What the task asks —
Print all entries precisely as they are written.

Recorded information —

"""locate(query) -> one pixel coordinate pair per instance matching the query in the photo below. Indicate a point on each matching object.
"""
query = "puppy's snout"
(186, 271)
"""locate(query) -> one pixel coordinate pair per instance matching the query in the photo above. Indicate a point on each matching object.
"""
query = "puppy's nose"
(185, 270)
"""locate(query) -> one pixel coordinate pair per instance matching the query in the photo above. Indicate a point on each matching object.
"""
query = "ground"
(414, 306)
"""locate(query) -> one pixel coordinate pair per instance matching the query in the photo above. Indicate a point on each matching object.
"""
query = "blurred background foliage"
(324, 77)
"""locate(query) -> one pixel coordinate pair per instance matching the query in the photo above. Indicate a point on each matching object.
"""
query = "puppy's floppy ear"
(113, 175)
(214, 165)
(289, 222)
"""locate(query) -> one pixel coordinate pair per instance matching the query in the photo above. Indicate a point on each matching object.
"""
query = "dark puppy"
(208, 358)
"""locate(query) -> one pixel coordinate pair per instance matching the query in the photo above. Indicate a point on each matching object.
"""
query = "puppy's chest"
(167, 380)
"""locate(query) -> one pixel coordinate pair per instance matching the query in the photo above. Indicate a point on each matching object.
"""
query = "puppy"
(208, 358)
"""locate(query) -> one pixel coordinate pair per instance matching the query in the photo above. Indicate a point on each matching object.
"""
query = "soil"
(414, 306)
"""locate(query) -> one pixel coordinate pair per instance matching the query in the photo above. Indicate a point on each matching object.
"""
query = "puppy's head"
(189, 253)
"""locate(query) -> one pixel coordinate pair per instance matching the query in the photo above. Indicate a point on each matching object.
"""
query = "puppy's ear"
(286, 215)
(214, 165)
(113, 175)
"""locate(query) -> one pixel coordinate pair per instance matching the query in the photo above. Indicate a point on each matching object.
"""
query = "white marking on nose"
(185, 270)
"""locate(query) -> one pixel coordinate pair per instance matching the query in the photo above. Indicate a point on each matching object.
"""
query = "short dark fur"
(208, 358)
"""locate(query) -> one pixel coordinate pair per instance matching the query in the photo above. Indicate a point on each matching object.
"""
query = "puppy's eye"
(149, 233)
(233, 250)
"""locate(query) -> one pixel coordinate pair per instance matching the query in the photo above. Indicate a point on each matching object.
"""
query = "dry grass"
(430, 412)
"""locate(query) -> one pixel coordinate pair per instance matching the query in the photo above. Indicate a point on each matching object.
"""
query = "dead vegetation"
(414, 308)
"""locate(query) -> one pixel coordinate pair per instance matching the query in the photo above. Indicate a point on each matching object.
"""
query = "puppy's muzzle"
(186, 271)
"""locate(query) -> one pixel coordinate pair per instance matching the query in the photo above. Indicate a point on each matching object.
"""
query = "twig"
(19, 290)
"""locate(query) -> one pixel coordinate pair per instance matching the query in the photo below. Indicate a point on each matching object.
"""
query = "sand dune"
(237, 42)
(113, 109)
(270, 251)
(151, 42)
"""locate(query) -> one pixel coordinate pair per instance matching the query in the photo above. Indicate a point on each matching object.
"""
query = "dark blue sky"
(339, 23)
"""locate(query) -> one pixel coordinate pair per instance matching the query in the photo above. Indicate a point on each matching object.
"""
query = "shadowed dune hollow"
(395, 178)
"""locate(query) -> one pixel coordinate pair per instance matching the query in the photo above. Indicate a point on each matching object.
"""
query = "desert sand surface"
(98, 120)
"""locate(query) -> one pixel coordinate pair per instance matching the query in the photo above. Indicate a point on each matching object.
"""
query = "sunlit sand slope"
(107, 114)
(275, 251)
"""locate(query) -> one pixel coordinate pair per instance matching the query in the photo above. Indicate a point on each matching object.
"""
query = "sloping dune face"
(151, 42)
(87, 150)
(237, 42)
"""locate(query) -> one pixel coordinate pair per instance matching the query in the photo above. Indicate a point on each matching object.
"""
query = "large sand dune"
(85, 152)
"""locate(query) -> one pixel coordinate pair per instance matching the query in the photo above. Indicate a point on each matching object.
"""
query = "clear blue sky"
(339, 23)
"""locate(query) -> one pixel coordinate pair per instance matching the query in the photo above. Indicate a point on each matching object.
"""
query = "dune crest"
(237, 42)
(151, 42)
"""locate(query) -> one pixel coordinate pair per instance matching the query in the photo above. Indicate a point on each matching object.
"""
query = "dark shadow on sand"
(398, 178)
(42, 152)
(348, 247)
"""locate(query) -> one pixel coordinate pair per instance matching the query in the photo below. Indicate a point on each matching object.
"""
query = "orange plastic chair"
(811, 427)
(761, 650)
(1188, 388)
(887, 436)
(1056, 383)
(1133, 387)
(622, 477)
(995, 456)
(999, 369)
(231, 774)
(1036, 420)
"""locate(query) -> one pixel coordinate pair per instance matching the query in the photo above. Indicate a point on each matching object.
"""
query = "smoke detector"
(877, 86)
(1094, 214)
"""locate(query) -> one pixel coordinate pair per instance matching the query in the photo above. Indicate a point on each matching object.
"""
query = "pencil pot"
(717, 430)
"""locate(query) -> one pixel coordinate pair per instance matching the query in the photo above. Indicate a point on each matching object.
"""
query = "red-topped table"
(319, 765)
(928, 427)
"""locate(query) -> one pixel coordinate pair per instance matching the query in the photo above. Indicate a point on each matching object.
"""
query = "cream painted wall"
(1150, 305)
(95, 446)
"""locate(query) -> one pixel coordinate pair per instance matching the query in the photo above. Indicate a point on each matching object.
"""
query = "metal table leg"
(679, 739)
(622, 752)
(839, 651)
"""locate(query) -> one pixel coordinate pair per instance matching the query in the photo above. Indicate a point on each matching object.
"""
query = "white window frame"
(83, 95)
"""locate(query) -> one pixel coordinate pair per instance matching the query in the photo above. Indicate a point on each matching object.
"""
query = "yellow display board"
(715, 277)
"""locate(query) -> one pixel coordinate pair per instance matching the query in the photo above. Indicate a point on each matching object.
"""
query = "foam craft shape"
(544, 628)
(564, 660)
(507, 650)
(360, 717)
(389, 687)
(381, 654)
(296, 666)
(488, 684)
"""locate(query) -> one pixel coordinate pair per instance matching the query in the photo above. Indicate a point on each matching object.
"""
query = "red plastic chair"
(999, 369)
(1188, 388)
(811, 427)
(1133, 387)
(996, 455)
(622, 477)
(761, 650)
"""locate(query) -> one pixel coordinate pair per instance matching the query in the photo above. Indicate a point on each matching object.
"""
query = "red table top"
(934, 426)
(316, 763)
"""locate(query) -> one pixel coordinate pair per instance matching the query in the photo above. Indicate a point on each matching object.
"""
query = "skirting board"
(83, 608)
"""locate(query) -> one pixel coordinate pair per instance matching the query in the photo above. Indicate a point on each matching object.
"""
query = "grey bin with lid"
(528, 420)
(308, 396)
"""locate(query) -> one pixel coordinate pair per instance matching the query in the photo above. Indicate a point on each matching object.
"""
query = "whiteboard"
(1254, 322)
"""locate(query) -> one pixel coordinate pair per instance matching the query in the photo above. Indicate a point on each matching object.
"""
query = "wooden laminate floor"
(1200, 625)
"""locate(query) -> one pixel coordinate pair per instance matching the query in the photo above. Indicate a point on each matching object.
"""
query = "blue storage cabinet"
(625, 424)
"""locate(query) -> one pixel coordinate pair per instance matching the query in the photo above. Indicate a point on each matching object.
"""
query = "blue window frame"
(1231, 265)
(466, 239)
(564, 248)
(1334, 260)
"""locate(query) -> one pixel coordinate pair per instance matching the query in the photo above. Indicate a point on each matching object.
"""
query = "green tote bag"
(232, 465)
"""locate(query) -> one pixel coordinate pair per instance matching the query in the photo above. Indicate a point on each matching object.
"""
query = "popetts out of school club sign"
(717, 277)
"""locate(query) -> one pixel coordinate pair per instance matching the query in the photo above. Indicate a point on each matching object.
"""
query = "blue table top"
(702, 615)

Task solution —
"""locate(query) -> one pixel coordinate pair per instance matching the query in the photo below. Indicate a point on each matching object.
"""
query = "puppy's snout"
(186, 271)
"""locate(query) -> one pixel coordinate pair per instance matching the query in the photo above. Indicate a point on each matching object.
"""
query = "puppy's nose"
(185, 270)
"""locate(query) -> one pixel coordinate pair per instance matching the query in the photo above. Indicate a point on each matching object.
"""
query = "ground"
(414, 306)
"""locate(query) -> one pixel coordinate pair per instance matching the query in the photo above. Indicate a point on each matching object.
"""
query = "blurred background foliage"
(324, 77)
"""locate(query) -> one pixel coordinate pair per instance matching the query in the photo above. Indicate a point on each matching object.
"""
query = "puppy's floppy ear"
(113, 175)
(214, 165)
(289, 222)
"""locate(query) -> one pixel coordinate pair per instance matching the query in the photo above. Indicate a point on each matching object.
"""
query = "dark puppy"
(208, 358)
"""locate(query) -> one pixel coordinate pair per instance matching the query in the photo above. Indicate a point on each matching object.
"""
query = "puppy's chest"
(167, 380)
"""locate(query) -> one pixel coordinate pair per instance matching the query in the photo above. Indicate a point on each matching object.
"""
query = "puppy"
(208, 358)
"""locate(query) -> one pixel coordinate pair per instance matching the query in the photo above. Indicate a point on each matching object.
"""
query = "soil"
(414, 306)
"""locate(query) -> one pixel coordinate pair per instance matching the query in the photo above. Indicate a point on each matching object.
"""
query = "puppy's head"
(189, 253)
"""locate(query) -> one pixel coordinate pair per instance matching the query in the photo above. Indicate a point on each matching object.
"""
query = "puppy's ear"
(286, 215)
(214, 165)
(113, 175)
"""locate(query) -> one pixel coordinate pair per instance matching the query in the photo above. Indicate a point on each matching object.
"""
query = "white marking on nose"
(185, 270)
"""locate(query) -> one pixel coordinate pair per instance matching the query in the photo above. Indicate a point on each matching object.
"""
query = "short dark fur"
(208, 358)
"""locate(query) -> one pixel coordinate pair per instance matching the query in the photo above. Indicate a point on each matching object.
"""
query = "puppy's eye"
(149, 233)
(233, 250)
"""locate(query) -> one pixel coordinate pair per instance matching the query in the photo above. Indicate a point on each matching object.
"""
query = "dry grass"
(430, 412)
"""locate(query) -> one pixel coordinate pair per instance matching the query in the photo above. Indicate a point on each matching object.
"""
query = "dead vegetation"
(414, 308)
"""locate(query) -> one pixel coordinate pair per instance matching the query in the photo above. Indicate a point on each matching object.
"""
query = "puppy's muzzle"
(186, 271)
"""locate(query) -> one pixel coordinate pair per instance matching the query in the photo above. Indicate a point on each matching object.
"""
query = "twig"
(19, 290)
"""locate(query) -> one pixel coordinate pair per instance matching the query in the photo below. Indicate a point on each matching object.
"""
query = "sand dune"
(237, 42)
(113, 109)
(270, 251)
(151, 42)
"""locate(query) -> one pixel coordinate pair per instance matching the query in the photo above. Indicate a point on each matching object.
"""
query = "dark blue sky"
(339, 23)
"""locate(query) -> one pixel coordinate pair per instance matching the query in the photo above. Indicate a point on each matching object.
"""
query = "shadowed dune hollow"
(395, 178)
"""locate(query) -> one pixel coordinate pair per instance matching the query in the photo above. Indicate a point on each matching object.
"""
query = "desert sand surface"
(98, 120)
"""locate(query) -> one pixel coordinate pair per instance matching the query in the photo above. Indicate a point on each matching object.
"""
query = "sunlit sand slope"
(107, 114)
(275, 251)
"""locate(query) -> one pixel coordinate pair per instance matching the query in the photo above. Indicate a point on each matching object.
"""
query = "sloping dune face"
(151, 42)
(87, 150)
(237, 42)
"""locate(query) -> one pixel coordinate pair per instance matching the query in the photo above. Indicate a point on each matching object.
"""
query = "large sand dune"
(85, 152)
"""locate(query) -> one pixel coordinate pair per instance matching the query in the photo above. Indicate a point on each matching object.
"""
query = "clear blue sky"
(339, 23)
"""locate(query) -> one pixel coordinate pair per instance matching the query in the photo above. Indicate a point on each matching object.
"""
query = "dune crest"
(237, 42)
(151, 42)
"""locate(query) -> one pixel coordinate pair per instance matching the query in the photo above. Indicate a point on each matching object.
"""
query = "dark shadow on sand"
(398, 178)
(42, 152)
(348, 247)
"""locate(query) -> one pixel coordinate pair per instance matching the query in the photo below. Indicate a point on each matching object.
"""
query = "orange plastic chair"
(811, 427)
(761, 650)
(1188, 388)
(887, 436)
(1056, 383)
(1133, 387)
(622, 477)
(995, 456)
(999, 369)
(231, 774)
(1036, 420)
"""locate(query) -> one pixel coordinate pair per instance matching the query in the photo above. Indicate a point on each matching object.
"""
query = "smoke detector"
(877, 86)
(1094, 214)
"""locate(query) -> one pixel coordinate pair per instance matching the query in the photo above. Indicate a point on each matching object.
"""
query = "pencil pot"
(717, 430)
"""locate(query) -> one pixel coordinate pair per instance matching the query in the photo above. Indicate a point on each matching object.
"""
query = "red-topped table"
(319, 765)
(928, 427)
"""locate(query) -> one pixel coordinate pair per instance matching the query in the photo above. Indicate a point on each matching object.
"""
query = "cream painted wall"
(1150, 305)
(95, 446)
"""locate(query) -> one pixel coordinate pair per instance matching the query in the photo above. Indicate a point on each matching object.
"""
query = "metal table leg"
(679, 739)
(622, 752)
(839, 651)
"""locate(query) -> one pixel coordinate pair per instance matching the query in the photo above. Indicate a point on each matching object.
"""
query = "white window frame"
(83, 95)
"""locate(query) -> one pixel coordinate pair per instance matching the query in the photo above. Indicate a point on each matching object.
"""
query = "yellow display board"
(715, 277)
"""locate(query) -> one pixel coordinate pair per instance matching the query in the photo above. Indicate a point on each matching object.
"""
query = "foam craft shape"
(544, 628)
(564, 660)
(507, 650)
(360, 717)
(389, 687)
(381, 654)
(296, 666)
(488, 684)
"""locate(query) -> one pixel coordinate pair per instance matching the query in the photo above. Indicate a point on each matching object.
"""
query = "red plastic chair"
(999, 369)
(1188, 388)
(811, 427)
(1133, 387)
(996, 455)
(622, 477)
(761, 650)
"""locate(query) -> one pixel coordinate pair per instance matching the query in the photo above. Indicate a point on each matching object.
"""
query = "red table top"
(934, 426)
(316, 763)
"""locate(query) -> one pixel coordinate pair per instance matching the query in the photo above. Indicate a point on each matching object.
"""
query = "skirting board"
(83, 608)
"""locate(query) -> one pixel coordinate pair per instance matching the query in the photo above. Indicate a point on each matching object.
"""
query = "grey bin with lid"
(528, 420)
(308, 396)
"""locate(query) -> one pixel coordinate pair per instance matching the query in the photo above. Indicate a point on each matching object.
"""
query = "whiteboard"
(1254, 322)
"""locate(query) -> one pixel coordinate pair per instance matching the query in the photo above. Indicate a point on each matching object.
"""
query = "wooden laminate floor"
(1200, 625)
"""locate(query) -> one pixel coordinate pair per instance matching the query in the photo above. Indicate a point on each matching object.
"""
query = "blue storage cabinet"
(625, 424)
"""locate(query) -> one pixel coordinate pair per instance matching the query in the photo above. Indicate a point on each matching object.
"""
query = "blue window frame"
(1231, 265)
(466, 239)
(564, 248)
(1334, 260)
"""locate(query) -> one pixel coordinate pair per instance matching the query in the photo above. Indicate a point on each matching object.
"""
query = "green tote bag"
(232, 465)
"""locate(query) -> one pixel coordinate pair per instance matching the query in the photo above. Indicate a point on each matching object.
"""
query = "popetts out of school club sign"
(717, 277)
"""locate(query) -> one pixel coordinate pair per instance matching the query in the photo above. Indicate a point on each matching object.
"""
query = "blue table top"
(702, 615)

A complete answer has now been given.